▶ WORK REQUIRED
Exact wording is required for every entry; transcribe all of them and leave the images out.

▶ DATA FOR REVIEW
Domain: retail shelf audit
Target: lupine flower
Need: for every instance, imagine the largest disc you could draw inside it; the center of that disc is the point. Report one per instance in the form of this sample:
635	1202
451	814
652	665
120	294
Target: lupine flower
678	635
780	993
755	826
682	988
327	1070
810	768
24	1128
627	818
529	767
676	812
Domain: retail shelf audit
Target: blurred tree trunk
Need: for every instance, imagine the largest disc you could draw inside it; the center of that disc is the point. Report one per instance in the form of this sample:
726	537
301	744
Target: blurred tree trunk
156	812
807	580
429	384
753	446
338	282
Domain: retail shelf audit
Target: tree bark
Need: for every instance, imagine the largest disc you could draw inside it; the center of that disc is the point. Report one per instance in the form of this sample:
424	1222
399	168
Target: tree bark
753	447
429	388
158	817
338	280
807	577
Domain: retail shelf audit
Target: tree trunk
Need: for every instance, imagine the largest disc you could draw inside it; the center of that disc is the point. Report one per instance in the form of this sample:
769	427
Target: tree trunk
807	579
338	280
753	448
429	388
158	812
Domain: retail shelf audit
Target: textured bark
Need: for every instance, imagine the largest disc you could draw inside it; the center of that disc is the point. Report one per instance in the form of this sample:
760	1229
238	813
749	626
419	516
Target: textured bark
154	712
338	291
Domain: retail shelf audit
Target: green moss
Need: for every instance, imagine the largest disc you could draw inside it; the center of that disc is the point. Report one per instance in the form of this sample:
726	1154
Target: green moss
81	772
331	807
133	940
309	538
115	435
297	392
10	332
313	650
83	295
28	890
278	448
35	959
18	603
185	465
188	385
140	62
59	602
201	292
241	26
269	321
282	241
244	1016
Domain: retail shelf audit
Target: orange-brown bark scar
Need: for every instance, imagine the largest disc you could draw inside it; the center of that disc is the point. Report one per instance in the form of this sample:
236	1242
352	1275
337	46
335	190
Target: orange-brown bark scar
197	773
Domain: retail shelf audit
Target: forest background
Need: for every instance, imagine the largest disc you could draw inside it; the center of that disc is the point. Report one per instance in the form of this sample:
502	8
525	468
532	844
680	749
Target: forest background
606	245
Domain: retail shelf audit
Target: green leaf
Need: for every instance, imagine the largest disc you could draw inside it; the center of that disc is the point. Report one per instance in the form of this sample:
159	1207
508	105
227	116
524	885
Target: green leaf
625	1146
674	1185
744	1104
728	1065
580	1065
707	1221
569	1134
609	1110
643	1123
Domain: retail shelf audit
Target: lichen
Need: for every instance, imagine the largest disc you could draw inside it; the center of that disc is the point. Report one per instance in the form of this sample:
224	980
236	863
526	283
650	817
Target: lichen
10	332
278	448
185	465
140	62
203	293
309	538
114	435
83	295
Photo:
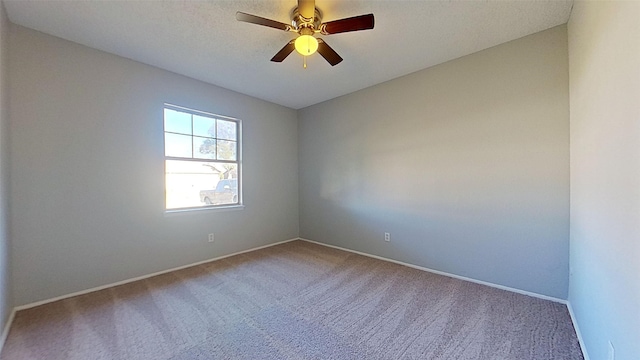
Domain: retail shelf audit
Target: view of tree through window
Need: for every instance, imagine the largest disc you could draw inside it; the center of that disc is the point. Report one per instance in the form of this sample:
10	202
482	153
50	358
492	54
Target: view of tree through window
201	159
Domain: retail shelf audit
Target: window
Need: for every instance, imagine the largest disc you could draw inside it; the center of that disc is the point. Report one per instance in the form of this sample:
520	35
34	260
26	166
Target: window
202	159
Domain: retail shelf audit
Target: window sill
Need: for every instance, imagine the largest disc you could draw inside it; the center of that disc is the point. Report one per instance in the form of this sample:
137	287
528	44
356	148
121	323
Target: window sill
179	212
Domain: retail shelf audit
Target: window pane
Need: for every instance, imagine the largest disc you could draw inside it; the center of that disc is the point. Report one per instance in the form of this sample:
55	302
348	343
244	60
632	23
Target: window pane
177	145
226	150
227	130
204	126
176	121
204	148
195	184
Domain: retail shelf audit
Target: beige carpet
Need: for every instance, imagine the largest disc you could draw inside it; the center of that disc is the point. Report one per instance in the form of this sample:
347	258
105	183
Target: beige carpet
295	301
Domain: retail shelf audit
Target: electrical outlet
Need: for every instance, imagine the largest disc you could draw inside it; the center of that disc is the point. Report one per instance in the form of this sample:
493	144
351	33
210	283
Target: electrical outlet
612	352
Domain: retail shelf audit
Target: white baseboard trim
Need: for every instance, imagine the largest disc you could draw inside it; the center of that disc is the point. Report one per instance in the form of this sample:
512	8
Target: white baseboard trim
102	287
578	333
7	327
438	272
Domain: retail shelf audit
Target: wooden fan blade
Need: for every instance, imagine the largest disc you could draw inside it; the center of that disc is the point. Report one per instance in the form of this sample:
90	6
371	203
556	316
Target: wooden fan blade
307	8
356	23
284	52
328	53
240	16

▶ TASK SOLUTION
Domain: retail shelf audit
Target: lupine flower
Need: for every instance, imagine the largest disc you could draw inside it; the center of that disc is the point. Report one per instance in the form of this sample:
635	1202
451	814
652	665
120	294
Target: lupine flower
678	635
780	993
755	826
682	988
327	1070
810	768
24	1128
627	818
529	767
676	812
Domain: retail shelf audit
Target: blurred tree trunk
Need: for every instance, imagine the largest disc you could draw inside it; the center of that disc is the point. Report one per instance in the form of this sample:
726	537
301	744
Target: blurred tree trunk
156	812
807	580
429	384
753	446
338	282
Domain: retail shelf audit
Target: tree bark
Need: for every instance, imagine the largest disc you could draw inside it; the center of that disc is the point. Report one per instance in the form of this sample:
424	1222
399	168
Target: tree bark
753	447
429	388
158	817
338	280
807	577
Domain: retail shelf audit
Target: tree trunk
Need: for every instance, imagine the largest disc you could draw inside it; the center of that disc is the point. Report one per instance in the form of this sample:
769	427
Target: tree trunk
807	579
338	280
753	448
429	388
158	812
Domain: retail shelf audit
Target: textured bark
Need: for every instance, imagine the largest disc you could draw inside it; the center of that disc is the point. Report one per instance in the form of this sample:
760	1229
238	813
749	626
419	516
Target: textured bark
154	712
338	291
Domain: retail shelf audit
Target: green moss
Need: for every instance, imagine the largest disc you could draw inside it; the center of that disc is the point. Report one per instance in the form of this sample:
726	1154
Target: green moss
81	772
331	807
133	940
309	538
115	435
297	392
10	332
313	650
83	295
28	890
278	448
35	959
18	603
185	465
188	385
140	62
59	602
201	292
241	26
269	321
282	241
244	1016
Domain: retail shelf audit
Target: orange-brown bark scar
Need: for every instance, imagine the largest disc you could draw inside it; the center of that disc is the point. Report one per instance in the form of this sample:
236	1242
352	1275
337	46
335	190
Target: orange-brown bark scar
197	773
Domain: retail shelf audit
Target: forest background
Need: for every instance, imagine the largest disc you could draw inside it; the center of that disc is the point. Report one per instance in the form of this sample:
502	8
525	468
532	844
680	749
Target: forest background
606	245
Domain: retail shelf audit
Target: green leaf
Need: for every instance, imagine the largest disc you could draw inside it; the center of that disc is the point. Report one per instance in the form of this sample:
159	1207
508	105
227	116
524	885
Target: green leaf
625	1146
674	1185
744	1104
728	1065
580	1065
707	1221
569	1134
609	1110
643	1123
Domain: retail shelf audit
Target: lichen
Need: for every instance, imagine the largest disc you could draw inside it; the center of that disc is the point. Report one per instance in the form of this sample:
224	980
236	863
526	283
650	817
Target: lichen
10	332
278	448
185	465
140	62
203	293
309	538
114	435
83	295
Photo:
Domain: retail shelf audit
Target: view of tree through window
Need: for every instance, imagine the largest disc you could draw inside it; the center of that disc is the point. Report one per instance in the form of this sample:
10	202
482	153
50	358
492	54
Target: view of tree through window
201	159
Domain: retail shelf audit
Target: window
Need: for every instance, imagine the largest disc you could draw inside it; the center of that disc is the point. Report one per instance in the form of this sample:
520	35
34	260
26	166
Target: window
202	159
Domain: retail shelf audit
Target: window sill
Need: for every instance, imagine the largest disc you could draw inside it; the center of that disc is the point. Report one per instance in the form of this sample:
137	287
528	44
356	148
121	323
Target: window sill
179	212
Domain: retail shelf audit
Target: window pane
Need: for every instance, imagine the largest disc you could draw inside it; the center of that disc is the point. Report one per instance in the form of this sample:
55	302
348	343
244	60
632	23
Target: window pane
177	145
226	150
227	130
204	126
176	121
204	148
195	184
Domain: retail shelf audit
Target: beige carpet
Need: for every instance, imagine the largest disc you could draw inside it; the center of that disc is the point. Report one per instance in the form of this sample:
347	258
105	183
Target: beige carpet
295	301
Domain: retail shelf audit
Target: electrical outlet
Need: for every instance, imagine the largest disc you could draw inside it; the center of that disc is the point. Report one per instance in the form of this sample:
493	144
351	33
210	283
Target: electrical outlet
612	352
Domain: retail shelf audit
Target: white baseboard trim
Need: for every instance, imagine the largest disc you could draw inside it; the center of that disc is the point. Report one per instance in the form of this sample:
512	8
Target: white baseboard trim
102	287
578	333
7	327
438	272
Domain: retail shelf audit
Target: wooden fan blade
Need: for every instance, imagine the largest disc you could draw inside it; the center of that disc is the point. Report one per instance in the form of this sample:
90	6
371	203
556	316
Target: wooden fan blade
307	8
356	23
284	52
328	53
240	16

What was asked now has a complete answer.